Extracted text ->
********

France’s culture minister has passed a decree allowing the National Film Board (CNC) to tweak the country’s notoriously strict window release policy as the industry struggles to cope with the coronavirus pandemic and lockdown.

Under the exceptional measures, films that came out last week and were in theaters as of March 14 — when cinemas were ordered to close — will be allowed to go straight to VOD. However, the CNC has said clearly that the policy change is temporary.

The usual windowing system in France doesn’t permit films to be released straight to VOD if they have been financed by French TV channels, and sets transactional VOD windows at four months. The subscription-based window, meanwhile, is set at 36 months for global platforms such as Netflix.

The decree initially triggered protests from the French exhibitors associations but has now garnered support from the body, as well as other industry guilds. One of the reasons behind the decree is to avoid a clutter release schedule across theaters down the line. Dozens of films have already been rescheduled to the fall.

The exhibitors’ org said it is working with distributors and the CNC  to plan the reopening of theaters and will ask all cinema owners to support films that were in theaters as of March 14.

One of these movies is Martin Provost’s “La Bonne Epouse” with Juliette Binoche which was released by Memento Films International on March 11, ahead of the shutdown. Memento founder Alexandre Mallet-Guy has said he wanted the movie to have a career in theaters once they reopen, rather than go straight to VOD.

France has been in a lockdown mode for six days, with theaters, schools, shops and restaurants shut down.

The restrictions were set for two weeks but will likely be extended for several more weeks. Boasting more than 2,000 screens, France represents Europe’s biggest theatrical market in terms of admissions. Last year, the country broke a 50-year record with 213 million admissions sold.

********

Data section ->
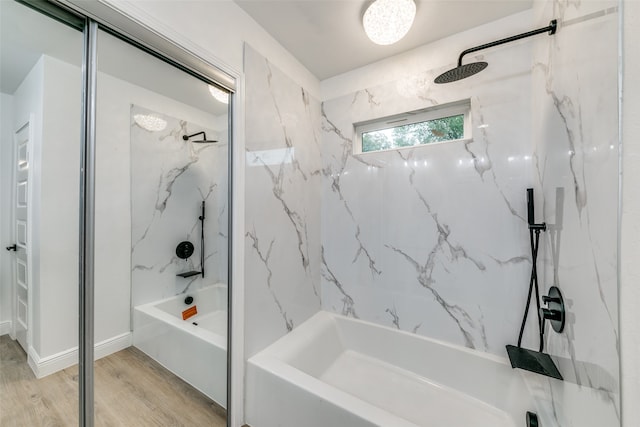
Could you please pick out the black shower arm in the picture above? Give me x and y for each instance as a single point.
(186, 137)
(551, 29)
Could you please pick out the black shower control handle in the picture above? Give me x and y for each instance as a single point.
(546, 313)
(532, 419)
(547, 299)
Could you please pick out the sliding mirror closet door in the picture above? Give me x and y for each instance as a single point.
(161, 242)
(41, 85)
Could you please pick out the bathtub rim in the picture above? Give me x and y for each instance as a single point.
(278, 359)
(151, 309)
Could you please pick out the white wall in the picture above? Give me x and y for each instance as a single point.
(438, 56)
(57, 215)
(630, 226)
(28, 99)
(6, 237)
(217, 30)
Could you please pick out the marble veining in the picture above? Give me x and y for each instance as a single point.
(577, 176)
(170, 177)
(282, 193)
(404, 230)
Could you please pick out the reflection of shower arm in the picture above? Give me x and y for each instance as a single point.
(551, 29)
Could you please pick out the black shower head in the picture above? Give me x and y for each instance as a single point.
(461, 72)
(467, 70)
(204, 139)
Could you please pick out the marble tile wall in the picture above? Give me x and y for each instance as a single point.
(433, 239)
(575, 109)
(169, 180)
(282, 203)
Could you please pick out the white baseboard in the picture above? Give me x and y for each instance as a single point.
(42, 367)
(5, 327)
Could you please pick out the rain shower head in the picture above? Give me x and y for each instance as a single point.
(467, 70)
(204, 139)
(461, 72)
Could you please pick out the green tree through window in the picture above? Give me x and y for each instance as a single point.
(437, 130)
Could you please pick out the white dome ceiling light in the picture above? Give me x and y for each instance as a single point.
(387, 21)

********

Problems and tasks ->
A - According to the article on France's film release rules, how many admissions did France sell last year?
B - Repeat the part of the article on France's film release rules starting with "France’s culture minister" and going on through "such as Netflix.".

Responses by task ->
A - 213 million admissions.

B -
France’s culture minister has passed a decree allowing the National Film Board (CNC) to tweak the country’s notoriously strict window release policy as the industry struggles to cope with the coronavirus pandemic and lockdown.

Under the exceptional measures, films that came out last week and were in theaters as of March 14 — when cinemas were ordered to close — will be allowed to go straight to VOD. However, the CNC has said clearly that the policy change is temporary.

The usual windowing system in France doesn’t permit films to be released straight to VOD if they have been financed by French TV channels, and sets transactional VOD windows at four months. The subscription-based window, meanwhile, is set at 36 months for global platforms such as Netflix.